Modi’s victory is a gun pointed at India's minorities

The BJP's re-election leaves India divided and gives an even broader mandate to a party accused of tearing apart India's founding principles.

A Bharatiya Janata Party (BJP) supporter puts vermillion powder on a cutout of Narendra Modi during celebrations of the party's victory in Kolkata , India, Thursday, May 23, 2019.
AP

A Bharatiya Janata Party (BJP) supporter puts vermillion powder on a cutout of Narendra Modi during celebrations of the party's victory in Kolkata , India, Thursday, May 23, 2019.

May 23, in a small trade town in India’s northeastern state of Assam, a Muslim family had gathered all of its 40 members to provide evidence for the nationality of one of their aunts. Her name was missing from a national registry of citizens. Cautious with their words, they felt harassed by a government that was questioning their place in India, based on their religion. 

Suddenly, firecrackers burst across the street. The voice of India’s Prime Minister Narendra Modi boomed: traders were playing his victory speech from 2014 on loudspeakers.

Now, Modi has been re-elected, and India has been irreparably divided. Faces painted in saffron cheered for their hero and his brashness, which they welcome as the marker of a strong leader. One could also hear the powerlessness on social media of those shocked that the country had also voted, among others, a candidate who is on trial for terror charges but is on her way to becoming a lawmaker.

▶ _Listed records_:
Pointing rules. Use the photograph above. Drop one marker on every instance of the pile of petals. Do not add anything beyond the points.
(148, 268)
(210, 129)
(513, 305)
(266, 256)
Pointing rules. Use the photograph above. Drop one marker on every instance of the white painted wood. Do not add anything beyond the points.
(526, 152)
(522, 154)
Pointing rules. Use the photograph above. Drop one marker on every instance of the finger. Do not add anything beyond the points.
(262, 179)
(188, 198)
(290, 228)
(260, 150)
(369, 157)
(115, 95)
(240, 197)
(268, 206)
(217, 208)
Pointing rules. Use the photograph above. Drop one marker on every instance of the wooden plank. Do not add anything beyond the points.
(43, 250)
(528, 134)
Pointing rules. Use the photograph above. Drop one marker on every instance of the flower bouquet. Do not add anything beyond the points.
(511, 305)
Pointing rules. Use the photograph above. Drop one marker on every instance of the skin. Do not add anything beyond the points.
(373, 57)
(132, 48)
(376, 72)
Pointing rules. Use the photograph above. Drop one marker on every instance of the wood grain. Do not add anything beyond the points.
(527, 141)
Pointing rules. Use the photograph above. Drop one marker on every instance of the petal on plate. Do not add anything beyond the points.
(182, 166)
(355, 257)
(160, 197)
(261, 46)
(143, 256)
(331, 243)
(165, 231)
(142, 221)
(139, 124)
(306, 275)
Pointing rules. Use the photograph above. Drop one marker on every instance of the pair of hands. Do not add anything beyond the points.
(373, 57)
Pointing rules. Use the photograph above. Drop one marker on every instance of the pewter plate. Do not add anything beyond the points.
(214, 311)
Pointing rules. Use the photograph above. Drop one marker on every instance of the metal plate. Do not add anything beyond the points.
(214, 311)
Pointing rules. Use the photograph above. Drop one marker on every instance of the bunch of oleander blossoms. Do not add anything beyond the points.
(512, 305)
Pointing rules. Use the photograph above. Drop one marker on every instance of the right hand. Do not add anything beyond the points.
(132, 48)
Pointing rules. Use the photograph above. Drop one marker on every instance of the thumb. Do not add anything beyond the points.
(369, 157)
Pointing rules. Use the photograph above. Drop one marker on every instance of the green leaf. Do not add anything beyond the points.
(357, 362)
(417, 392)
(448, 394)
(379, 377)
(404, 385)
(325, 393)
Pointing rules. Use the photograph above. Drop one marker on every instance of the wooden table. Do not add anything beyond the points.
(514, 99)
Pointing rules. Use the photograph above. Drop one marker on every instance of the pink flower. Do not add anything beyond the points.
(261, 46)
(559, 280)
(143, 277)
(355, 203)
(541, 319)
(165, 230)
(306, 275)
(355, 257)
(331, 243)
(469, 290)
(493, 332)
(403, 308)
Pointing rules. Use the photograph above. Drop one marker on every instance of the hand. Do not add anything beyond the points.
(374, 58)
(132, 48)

▶ _To-do list_:
1 - Answer these questions using the article on Modi's re-election:
(a) What did the BJP supporter put on the cutout of Narendra Modi, and in which city?
(b) How many members did the Muslim family in Assam gather?
(c) What were the traders playing on loudspeakers?
2 - Report each line of the records that contains the string "plate".

▶ _Set of answers_:
1 -
(a) Vermillion powder, in Kolkata.
(b) 40.
(c) Modi's victory speech from 2014.

2 -
Pointing rules. Use the photograph above. Drop one marker on every instance of the petal on plate. Do not add anything beyond the points.
Pointing rules. Use the photograph above. Drop one marker on every instance of the pewter plate. Do not add anything beyond the points.
Pointing rules. Use the photograph above. Drop one marker on every instance of the metal plate. Do not add anything beyond the points.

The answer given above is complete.